**ASSIGNED TASK 1**
In the essay on Ketanji Brown Jackson's ascension, how many times does the writer say they cried last night?
**ASSIGNED TASK 2**
Reproduce the part of the essay on Ketanji Brown Jackson's ascension that opens with the words containing "Official portrait of" and closes with "cry more often.", and swap "last night" for "yesterday evening".
[Opening DOCUMENT TEXT section]
MOSF 17.5: Meditation on the Ascension of Ketanji Brown Jackson, April 9, 2022
Memoirs of a Superfan Vol 17.5: Meditation on the Ascension of Ketanji Brown Jackson, April 9, 2022
By Ravi Chandra
April 9, 2022

Official portrait of Judge Ketanji Brown Jackson https://commons.wikimedia.org/wiki/File:Ketanji_Brown_Jackson_(robe_photo).jpg
H2rty, CC BY-SA 4.0 <https://creativecommons.org/licenses/by-sa/4.0>, via Wikimedia Commons
I cried twice last night; I should cry more often.
Once, for civilians and children killed by Russian invaders in Ukraine. And again, while watching Judge Ketanji Brown Jackson’s acceptance remarks on the South Lawn of the White House. This morning I am tingling with joy because she is in the world, rising high. I feel safer, more at peace than I have in a long time. I’m riding a crest of emotion, a relief and release from my depths, an upwelling of so much that I’ve been sitting on for I don’t know how long. I wonder if this might be as big as or bigger than Barack’s election.
[Closing DOCUMENT TEXT section]
[Opening DATA section]
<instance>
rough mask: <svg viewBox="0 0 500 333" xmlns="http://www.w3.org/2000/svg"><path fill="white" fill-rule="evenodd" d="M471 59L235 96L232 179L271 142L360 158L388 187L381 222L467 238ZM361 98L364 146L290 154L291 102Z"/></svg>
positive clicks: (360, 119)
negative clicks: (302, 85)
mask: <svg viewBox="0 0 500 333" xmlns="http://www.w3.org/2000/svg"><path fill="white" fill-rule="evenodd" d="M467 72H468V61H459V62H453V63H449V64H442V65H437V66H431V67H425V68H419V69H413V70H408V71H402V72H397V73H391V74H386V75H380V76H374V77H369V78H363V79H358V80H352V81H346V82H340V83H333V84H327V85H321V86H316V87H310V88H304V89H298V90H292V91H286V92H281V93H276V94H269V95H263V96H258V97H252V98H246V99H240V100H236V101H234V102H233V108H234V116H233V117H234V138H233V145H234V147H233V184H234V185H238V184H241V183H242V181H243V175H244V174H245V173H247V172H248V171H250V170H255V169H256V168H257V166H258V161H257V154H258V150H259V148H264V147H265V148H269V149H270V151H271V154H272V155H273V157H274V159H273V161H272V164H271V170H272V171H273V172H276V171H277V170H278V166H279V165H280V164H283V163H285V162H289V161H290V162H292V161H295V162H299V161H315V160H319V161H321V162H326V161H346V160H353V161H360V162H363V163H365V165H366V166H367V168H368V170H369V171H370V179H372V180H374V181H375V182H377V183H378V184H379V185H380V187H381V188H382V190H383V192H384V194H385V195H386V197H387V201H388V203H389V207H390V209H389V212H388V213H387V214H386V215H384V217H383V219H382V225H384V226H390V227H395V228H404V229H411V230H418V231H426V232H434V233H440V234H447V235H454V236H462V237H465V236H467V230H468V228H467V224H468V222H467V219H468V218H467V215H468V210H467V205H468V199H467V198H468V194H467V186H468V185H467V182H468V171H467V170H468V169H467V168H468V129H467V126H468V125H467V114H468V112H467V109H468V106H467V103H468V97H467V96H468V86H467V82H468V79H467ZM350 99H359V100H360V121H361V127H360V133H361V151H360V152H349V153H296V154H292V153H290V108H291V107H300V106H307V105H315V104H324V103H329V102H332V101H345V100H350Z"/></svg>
[Closing DATA section]
**TASK SOLUTION 1**
Twice.

**TASK SOLUTION 2**
Official portrait of Judge Ketanji Brown Jackson https://commons.wikimedia.org/wiki/File:Ketanji_Brown_Jackson_(robe_photo).jpg
H2rty, CC BY-SA 4.0 <https://creativecommons.org/licenses/by-sa/4.0>, via Wikimedia Commons
I cried twice yesterday evening; I should cry more often.